Materials provided:
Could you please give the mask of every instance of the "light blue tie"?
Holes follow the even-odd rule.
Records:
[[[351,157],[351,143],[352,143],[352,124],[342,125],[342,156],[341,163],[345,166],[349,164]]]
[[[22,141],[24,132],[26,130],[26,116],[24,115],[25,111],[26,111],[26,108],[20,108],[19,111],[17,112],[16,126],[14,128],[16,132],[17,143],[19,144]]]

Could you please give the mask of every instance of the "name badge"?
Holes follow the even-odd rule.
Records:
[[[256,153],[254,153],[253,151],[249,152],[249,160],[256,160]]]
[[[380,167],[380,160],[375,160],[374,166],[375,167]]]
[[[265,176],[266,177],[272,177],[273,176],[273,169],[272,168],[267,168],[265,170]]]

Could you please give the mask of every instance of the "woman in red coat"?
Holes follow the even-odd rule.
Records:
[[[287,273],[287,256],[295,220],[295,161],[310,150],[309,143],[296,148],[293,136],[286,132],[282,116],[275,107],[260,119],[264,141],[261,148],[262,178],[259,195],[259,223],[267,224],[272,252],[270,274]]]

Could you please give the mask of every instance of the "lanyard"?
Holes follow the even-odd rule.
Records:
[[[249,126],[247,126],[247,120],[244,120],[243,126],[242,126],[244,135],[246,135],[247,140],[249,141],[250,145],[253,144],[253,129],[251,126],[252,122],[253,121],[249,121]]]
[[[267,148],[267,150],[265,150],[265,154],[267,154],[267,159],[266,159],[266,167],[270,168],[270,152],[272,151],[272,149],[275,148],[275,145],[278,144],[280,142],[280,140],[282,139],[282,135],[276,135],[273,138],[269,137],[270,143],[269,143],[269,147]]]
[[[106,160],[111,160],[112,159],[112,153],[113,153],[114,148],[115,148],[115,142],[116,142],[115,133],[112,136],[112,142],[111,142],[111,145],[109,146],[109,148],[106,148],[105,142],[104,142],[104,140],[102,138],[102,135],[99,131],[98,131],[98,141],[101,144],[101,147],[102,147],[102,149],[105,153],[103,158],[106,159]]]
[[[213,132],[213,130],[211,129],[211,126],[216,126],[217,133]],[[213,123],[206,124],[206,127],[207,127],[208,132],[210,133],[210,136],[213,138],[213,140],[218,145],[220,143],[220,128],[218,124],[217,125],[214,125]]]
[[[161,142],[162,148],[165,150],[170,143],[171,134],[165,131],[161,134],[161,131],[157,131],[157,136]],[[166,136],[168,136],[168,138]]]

What needs to be done:
Set down the listing in full, keeping every word exactly as it is.

Written response:
Could you please give the mask of every instance of the "light blue tie"?
Holes follow the even-odd rule.
Records:
[[[351,157],[351,143],[352,143],[352,124],[342,125],[342,156],[341,163],[345,166],[349,164]]]
[[[22,141],[24,132],[26,130],[26,116],[24,115],[25,111],[26,111],[26,108],[20,108],[19,111],[17,112],[16,126],[14,128],[16,132],[17,143],[19,144]]]

Could you please give the mask of every instance of the "name badge"?
Holes follow the even-odd rule.
Records:
[[[256,153],[254,153],[253,151],[249,152],[249,160],[256,160]]]
[[[380,167],[380,160],[375,160],[374,166],[375,167]]]
[[[265,176],[266,177],[272,177],[273,176],[273,169],[272,168],[267,168],[265,170]]]

Could you please give the mask of every instance of the "woman in red coat"?
Holes follow the even-odd rule.
Records:
[[[287,273],[287,256],[295,220],[295,161],[310,150],[309,143],[296,148],[293,136],[286,132],[282,116],[275,107],[260,119],[264,141],[261,148],[262,178],[259,195],[259,223],[267,224],[272,252],[270,274]]]

Could you please give the mask of every instance of the "lanyard"?
Holes follow the even-odd rule.
Records:
[[[249,126],[247,126],[247,120],[244,120],[243,126],[242,126],[244,135],[246,135],[247,140],[249,141],[250,145],[253,144],[253,129],[251,126],[252,122],[253,121],[249,121]]]
[[[267,148],[267,150],[265,150],[265,154],[267,154],[267,159],[266,159],[266,167],[270,168],[270,152],[272,151],[272,149],[275,148],[275,145],[278,144],[280,142],[280,140],[282,139],[282,135],[276,135],[273,138],[269,137],[270,143],[269,143],[269,147]]]
[[[106,160],[111,160],[112,159],[112,153],[113,153],[114,148],[115,148],[115,142],[116,142],[115,133],[112,136],[112,142],[111,142],[111,145],[109,146],[109,148],[106,148],[105,142],[104,142],[104,140],[102,138],[102,135],[99,131],[98,131],[98,141],[101,144],[101,147],[102,147],[102,149],[105,153],[103,158],[106,159]]]
[[[213,132],[213,130],[211,129],[211,126],[216,126],[217,133]],[[213,123],[206,124],[206,127],[207,127],[208,132],[210,133],[210,136],[213,138],[213,140],[218,145],[220,143],[220,128],[218,124],[217,125],[214,125]]]
[[[161,142],[162,148],[165,150],[170,143],[171,134],[165,131],[161,134],[161,131],[157,131],[157,136]],[[166,136],[168,136],[168,138]]]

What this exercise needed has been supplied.